[Seçilmiş metin]
::::::::
2 Temmuz 1993, Türkiye yakın tarihinin en karanlık günlerinden biri olarak, Sivas’ta Madımak Oteli’nde 33 aydın, sanatçı, yazar ve iki otel çalışanının bir faşist güruhun saldırısıyla diri diri yakıldığı gün olarak kayıtlara geçti. Bu katliam sadece bir insanlık suçu değil, aynı zamanda devletin sistematik ihmali, örtük onayı ve Alevi topluluğa yönelik tarihsel dışlayıcılığının da göstergesiydi.
Pir Sultan Abdal Şenlikleri ve Kültürel Bellek
Katliamın gerçekleştiği gün, Alevi halkın yüzyıllardır manevi önderlerinden biri olarak andığı 16. yüzyıl halk ozanı Pir Sultan Abdal’ı anmak üzere düzenlenen kültür ve sanat şenliğinin ikinci günüydü. Pir Sultan, Sünni-Osmanlı iktidarına başkaldırmış, halktan yana şiirleriyle bugüne dek süren Alevi muhalefet geleneğinin simgesi haline gelmişti.
1993’te düzenlenen 4. Pir Sultan Abdal Kültür Şenlikleri, önceki yıllardan farklı olarak Sivas merkezinde düzenleniyor, devletin resmi desteğiyle Kültür Bakanlığı ve Sivas Valiliği tarafından da destekleniyordu. Türkiye ve Avrupa’dan gelen 100’ü aşkın sanatçı, ozan, yazar, düşünür ve semah ekipleri dört günlük program kapsamında şehre gelmişti.
Ancak bu meşru, barışçıl etkinlik daha başlamadan karanlık kampanyaların hedefi haline geldi.
::::::::
[Soru 1] Madımak katliamını anlatan metne göre 1993'teki 4. Pir Sultan Abdal Kültür Şenlikleri'ni hangi kurumlar destekliyordu?
[Soru 2] Madımak katliamını anlatan metinde "Pir Sultan Abdal Şenlikleri" sözcüklerini içeren yerle başlayıp "hedefi haline geldi." sözcükleriyle biten bölümü hiçbir değişiklik yapmadan yineleyin.
[Soru 3] Madımak katliamını anlatan metni kaldığı yerden sürdürün.

[Verilen veriler]
::::::::
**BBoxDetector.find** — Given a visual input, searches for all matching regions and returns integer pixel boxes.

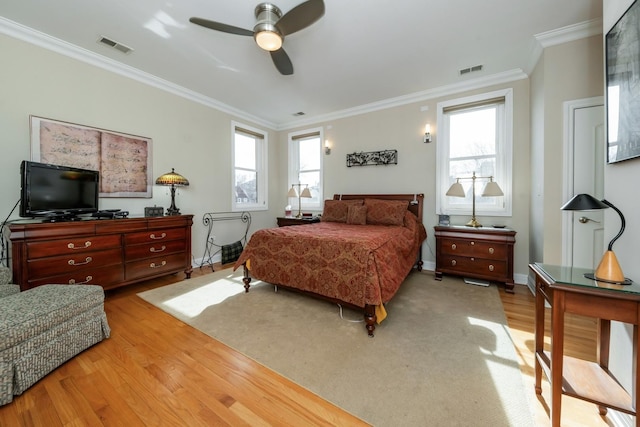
::::::::
[Alıştırma yanıtı 1] Şenlikleri Kültür Bakanlığı ve Sivas Valiliği destekliyordu.

[Alıştırma yanıtı 2]
Pir Sultan Abdal Şenlikleri ve Kültürel Bellek
Katliamın gerçekleştiği gün, Alevi halkın yüzyıllardır manevi önderlerinden biri olarak andığı 16. yüzyıl halk ozanı Pir Sultan Abdal’ı anmak üzere düzenlenen kültür ve sanat şenliğinin ikinci günüydü. Pir Sultan, Sünni-Osmanlı iktidarına başkaldırmış, halktan yana şiirleriyle bugüne dek süren Alevi muhalefet geleneğinin simgesi haline gelmişti.
1993’te düzenlenen 4. Pir Sultan Abdal Kültür Şenlikleri, önceki yıllardan farklı olarak Sivas merkezinde düzenleniyor, devletin resmi desteğiyle Kültür Bakanlığı ve Sivas Valiliği tarafından da destekleniyordu. Türkiye ve Avrupa’dan gelen 100’ü aşkın sanatçı, ozan, yazar, düşünür ve semah ekipleri dört günlük program kapsamında şehre gelmişti.
Ancak bu meşru, barışçıl etkinlik daha başlamadan karanlık kampanyaların hedefi haline geldi.

[Alıştırma yanıtı 3]
Aziz Nesin Üzerinden Kışkırtılan Linç İklimi
Katliama giden sürecin başlıca hedefi, etkinliğe katılan usta yazar Aziz Nesin’di. Nesin, Salman Rüşdi’nin “Şeytan Ayetleri” kitabını Türkçeye çevireceğini açıklamış, bu da muhafazakar-milliyetçi çevrelerce hedef gösterilmesine neden olmuştu.
1 Temmuz 1993’te yerel ve bazı ulusal gazeteler “Müslüman Mahallesinde Salyangoz Satılıyor” manşetleriyle kin ve nefreti körükledi. “Müslüman kamuoyuna” başlığıyla bildiriler dağıtıldı. Hedef sadece Aziz Nesin değildi; Sivas Valisi Ahmet Karabilgin, etkinliği şehir merkezine taşıdığı için hedef tahtasına konmuştu.
2 Temmuz: Planlı Bir Kıyımın Günü
2 Temmuz Cuma günü, öğle saatlerinde Cuma namazından çıkan cemaat, organize biçimde Kültür Merkezi’ne yürüdü. “Sivas Aziz’e mezar olacak”, “Şeriat gelecek” sloganları atılarak devletin gözü önünde saldırıya geçildi.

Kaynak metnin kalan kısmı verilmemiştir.